_REQUIRED WORK_
• a. According to the biographical passage about Bob, what degree did he earn from Webster University in 1979?
• b. Extend the biographical passage about Bob, picking up after its final sentence.

_TEXT EXTRACT_
☆ ☆ ☆ ☆ ☆ ☆ ☆

Extensive traveling as the Psychology Consultant convinced Bob to learn to fly, using his own plane for Army trips. As a pilot he began working as an aviation psychologist, initially with Army aviation. He continued in aviation after the Army, accumulating over 7,000 hours flight time and having owned nine planes.

Because much of his work involved management consulting, Bob earned a master’s degree in Business Administration from Webster University in 1979. He ended his army career as the chief of the Ft. Sam Houston Army Mental Health Service (while also serving as the Psychology Consultant), retiring in 1981 as a lieutenant colonel. His military decorations include the Army Combat Infantryman Badge and the USMC Combat Action Ribbon, the Legion of Merit, seven decorations for valor, the Purple Heart, the Air Medal, and several decorations for meritorious service.                 

Bob became a tenured university professor, initially teaching psychology, then business, and then journalism, advertising and writing, retiring in 1997. Bob and Anita have owned and managed several small businesses including management consulting; event planning; property design, construction, and leasing; financial planning and investments.

☆ ☆ ☆ ☆ ☆ ☆ ☆

A block of data:
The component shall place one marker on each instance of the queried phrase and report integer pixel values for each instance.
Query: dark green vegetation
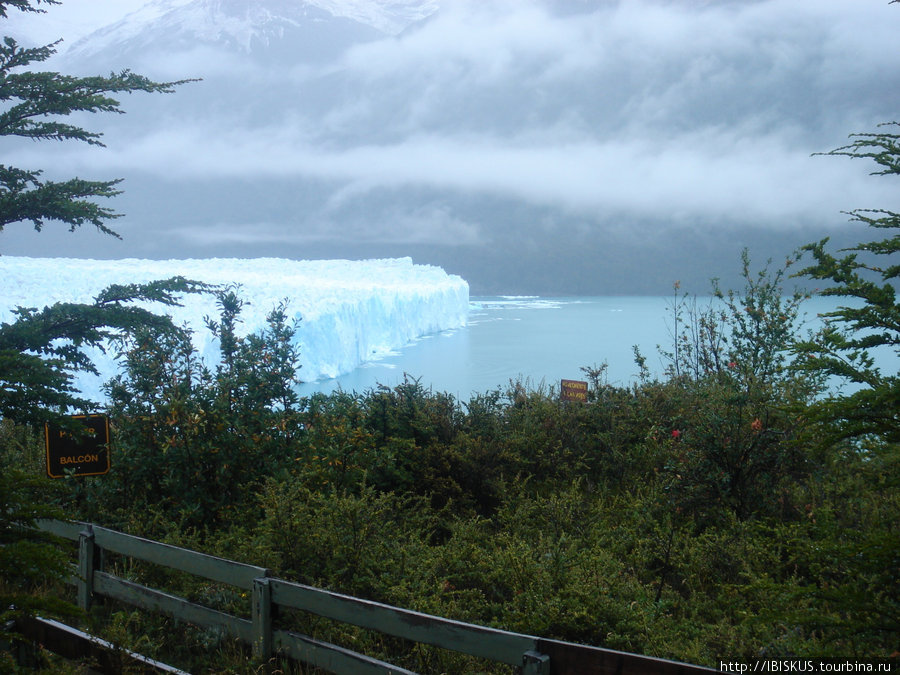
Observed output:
(734, 508)
(723, 511)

☆ ☆ ☆ ☆ ☆ ☆ ☆

_ANSWERS TO THE EXERCISES_
• a. A master's degree in Business Administration.

• b.
When Bob returned home after his first Vietnam tour, he had read an article in a gun magazine that all GIs in Vietnam should be issued a handgun. Believing differently, he wrote the editor, explaining why every GI didn’t need a handgun to fight in the jungle. The editor responded, asking Bob to write a rebuttal, which he did, and it was published. Another handgun article was written and published, initiating Bob’s start as a non-fiction writer.

Over 50-plus years, Bob has authored over 2,500 publications, mostly magazine and professional journal articles and several co-authored books. The subjects cover a wide range of activities, but have always involved pursuits Bob has been quite involved in. They are: military, aviation, business, travel, firearms, psychology, four-wheel drive vehicles, and motorcycles. His wife of 62 years, Anita, passed in July 2021. He lives in Las Cruces, New Mexico. They have three daughters (Susan, Julie, and Karen) and five grandchildren.